- WHAT YOU NEED TO DO -
Copy every line from the records below that carries the word "tool".

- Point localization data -
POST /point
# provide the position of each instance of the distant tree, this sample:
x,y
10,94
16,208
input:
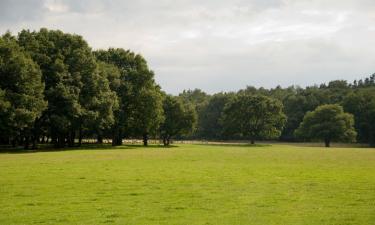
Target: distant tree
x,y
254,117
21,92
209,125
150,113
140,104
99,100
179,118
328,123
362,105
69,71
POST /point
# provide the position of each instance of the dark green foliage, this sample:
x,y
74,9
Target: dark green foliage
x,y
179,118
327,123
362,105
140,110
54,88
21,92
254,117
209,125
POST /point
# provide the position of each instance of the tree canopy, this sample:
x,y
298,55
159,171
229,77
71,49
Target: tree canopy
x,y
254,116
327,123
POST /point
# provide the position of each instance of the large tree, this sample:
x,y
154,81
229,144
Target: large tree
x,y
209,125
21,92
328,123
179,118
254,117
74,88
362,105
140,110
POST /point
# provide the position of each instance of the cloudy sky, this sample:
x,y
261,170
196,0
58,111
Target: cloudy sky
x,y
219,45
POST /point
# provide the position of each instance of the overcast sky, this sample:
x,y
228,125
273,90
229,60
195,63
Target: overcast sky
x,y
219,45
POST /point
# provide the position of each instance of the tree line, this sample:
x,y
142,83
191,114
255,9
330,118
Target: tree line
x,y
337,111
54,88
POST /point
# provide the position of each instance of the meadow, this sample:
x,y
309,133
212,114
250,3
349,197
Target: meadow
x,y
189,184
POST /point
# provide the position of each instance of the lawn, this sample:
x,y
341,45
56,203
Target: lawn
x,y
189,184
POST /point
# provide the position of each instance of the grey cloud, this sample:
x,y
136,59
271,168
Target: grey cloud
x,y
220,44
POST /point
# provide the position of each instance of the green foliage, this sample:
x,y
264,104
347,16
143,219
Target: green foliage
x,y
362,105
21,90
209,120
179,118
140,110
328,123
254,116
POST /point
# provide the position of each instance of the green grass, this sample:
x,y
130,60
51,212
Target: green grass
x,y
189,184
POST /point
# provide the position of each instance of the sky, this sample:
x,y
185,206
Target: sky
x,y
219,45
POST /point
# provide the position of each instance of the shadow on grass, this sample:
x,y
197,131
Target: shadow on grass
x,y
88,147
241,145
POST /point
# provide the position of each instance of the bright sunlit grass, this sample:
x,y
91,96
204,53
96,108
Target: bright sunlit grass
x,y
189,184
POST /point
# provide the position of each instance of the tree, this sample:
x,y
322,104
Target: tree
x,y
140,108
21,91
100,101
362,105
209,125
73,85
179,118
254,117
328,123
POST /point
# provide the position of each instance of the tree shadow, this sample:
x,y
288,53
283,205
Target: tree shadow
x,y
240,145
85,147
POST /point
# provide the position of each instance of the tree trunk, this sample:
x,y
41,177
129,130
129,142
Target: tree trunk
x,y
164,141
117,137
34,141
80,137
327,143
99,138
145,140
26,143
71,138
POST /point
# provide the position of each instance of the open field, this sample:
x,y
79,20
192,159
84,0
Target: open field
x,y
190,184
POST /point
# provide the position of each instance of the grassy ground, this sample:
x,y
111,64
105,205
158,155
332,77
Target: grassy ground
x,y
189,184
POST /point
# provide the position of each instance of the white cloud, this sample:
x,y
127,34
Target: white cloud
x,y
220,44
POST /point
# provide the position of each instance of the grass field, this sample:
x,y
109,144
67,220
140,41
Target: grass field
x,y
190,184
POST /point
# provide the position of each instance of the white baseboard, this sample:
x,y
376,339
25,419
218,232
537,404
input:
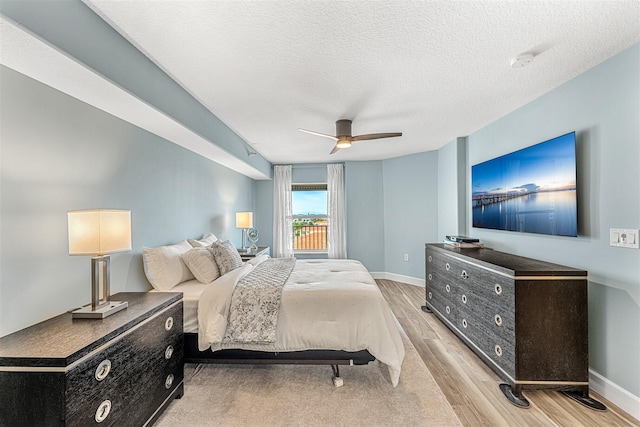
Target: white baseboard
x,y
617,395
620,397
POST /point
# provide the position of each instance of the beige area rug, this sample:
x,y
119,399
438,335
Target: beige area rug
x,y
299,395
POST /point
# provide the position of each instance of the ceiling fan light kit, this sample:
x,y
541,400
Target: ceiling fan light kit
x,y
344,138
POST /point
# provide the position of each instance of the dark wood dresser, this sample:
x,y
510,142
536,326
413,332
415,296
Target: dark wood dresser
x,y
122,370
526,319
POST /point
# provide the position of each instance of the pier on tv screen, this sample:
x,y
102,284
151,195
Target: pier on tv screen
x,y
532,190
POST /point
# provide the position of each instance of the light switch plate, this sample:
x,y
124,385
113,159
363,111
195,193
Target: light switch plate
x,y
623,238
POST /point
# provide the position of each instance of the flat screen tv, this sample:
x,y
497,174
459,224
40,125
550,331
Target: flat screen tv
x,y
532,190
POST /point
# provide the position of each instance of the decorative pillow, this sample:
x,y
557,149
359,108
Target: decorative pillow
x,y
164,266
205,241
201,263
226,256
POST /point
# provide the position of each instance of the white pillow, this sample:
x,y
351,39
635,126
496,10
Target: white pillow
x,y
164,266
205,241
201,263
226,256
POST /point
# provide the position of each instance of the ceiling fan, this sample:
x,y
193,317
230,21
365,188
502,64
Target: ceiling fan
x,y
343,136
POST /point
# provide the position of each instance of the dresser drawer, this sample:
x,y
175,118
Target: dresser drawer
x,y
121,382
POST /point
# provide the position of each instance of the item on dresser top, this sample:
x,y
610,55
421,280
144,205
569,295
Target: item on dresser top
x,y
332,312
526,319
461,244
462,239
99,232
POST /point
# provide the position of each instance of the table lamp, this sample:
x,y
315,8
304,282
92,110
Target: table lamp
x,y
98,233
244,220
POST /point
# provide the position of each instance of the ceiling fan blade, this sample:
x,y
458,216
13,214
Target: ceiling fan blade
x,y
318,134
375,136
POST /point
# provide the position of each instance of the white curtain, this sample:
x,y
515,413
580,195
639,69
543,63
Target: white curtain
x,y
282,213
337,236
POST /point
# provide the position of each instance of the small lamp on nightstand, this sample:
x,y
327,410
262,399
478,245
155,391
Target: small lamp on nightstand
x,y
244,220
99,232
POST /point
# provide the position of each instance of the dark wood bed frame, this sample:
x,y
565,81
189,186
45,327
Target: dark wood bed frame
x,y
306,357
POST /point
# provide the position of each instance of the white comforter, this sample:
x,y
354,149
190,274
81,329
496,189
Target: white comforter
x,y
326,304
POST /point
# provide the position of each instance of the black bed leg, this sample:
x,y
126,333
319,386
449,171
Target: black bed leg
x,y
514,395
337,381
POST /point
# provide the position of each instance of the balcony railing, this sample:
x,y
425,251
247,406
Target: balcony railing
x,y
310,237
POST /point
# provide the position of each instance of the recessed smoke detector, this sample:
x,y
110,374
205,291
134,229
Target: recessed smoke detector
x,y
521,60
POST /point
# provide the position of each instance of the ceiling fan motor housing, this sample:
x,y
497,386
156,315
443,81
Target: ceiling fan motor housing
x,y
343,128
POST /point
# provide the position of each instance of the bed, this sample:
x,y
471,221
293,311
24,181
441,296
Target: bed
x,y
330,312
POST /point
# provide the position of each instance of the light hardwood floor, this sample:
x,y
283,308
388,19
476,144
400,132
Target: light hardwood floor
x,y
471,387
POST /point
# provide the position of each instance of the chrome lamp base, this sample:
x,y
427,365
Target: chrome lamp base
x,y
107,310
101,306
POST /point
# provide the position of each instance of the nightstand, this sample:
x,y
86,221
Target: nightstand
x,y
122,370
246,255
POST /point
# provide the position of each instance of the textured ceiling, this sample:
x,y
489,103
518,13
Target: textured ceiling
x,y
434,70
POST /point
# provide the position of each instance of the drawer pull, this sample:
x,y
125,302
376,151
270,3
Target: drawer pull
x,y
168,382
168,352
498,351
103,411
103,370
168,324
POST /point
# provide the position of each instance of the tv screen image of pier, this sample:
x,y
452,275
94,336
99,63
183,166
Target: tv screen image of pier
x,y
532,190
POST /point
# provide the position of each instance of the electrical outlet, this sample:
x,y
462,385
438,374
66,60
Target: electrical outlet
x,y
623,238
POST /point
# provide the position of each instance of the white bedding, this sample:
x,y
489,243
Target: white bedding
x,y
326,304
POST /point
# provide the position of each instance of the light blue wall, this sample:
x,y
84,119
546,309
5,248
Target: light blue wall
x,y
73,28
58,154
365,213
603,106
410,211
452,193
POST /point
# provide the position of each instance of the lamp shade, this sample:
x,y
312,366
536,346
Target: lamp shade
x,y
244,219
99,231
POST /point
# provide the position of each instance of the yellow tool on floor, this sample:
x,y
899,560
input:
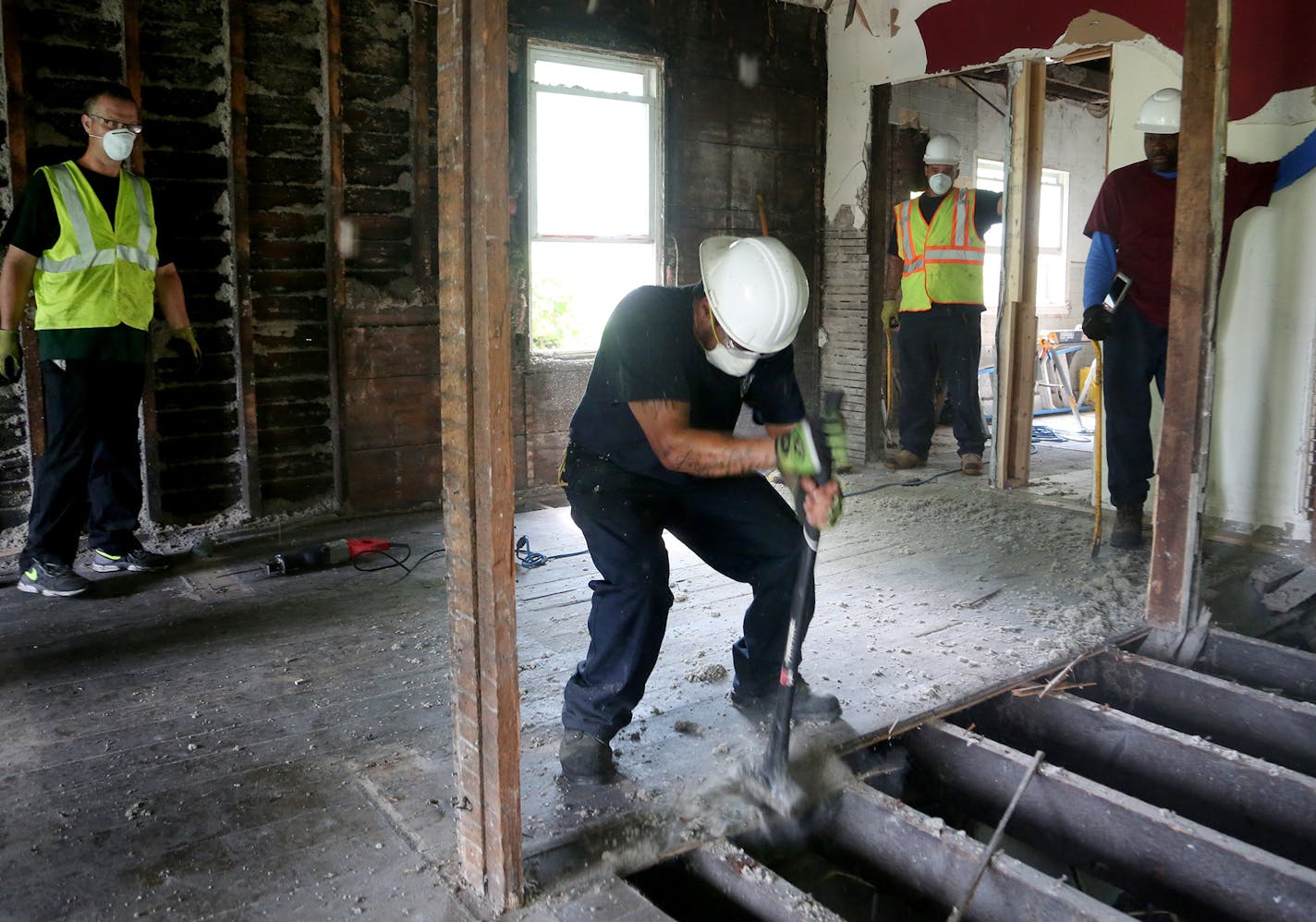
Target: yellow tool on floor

- THE ANSWER -
# provide the position of each instance of the yellow tool on floor, this sample:
Target: yellow tool on floor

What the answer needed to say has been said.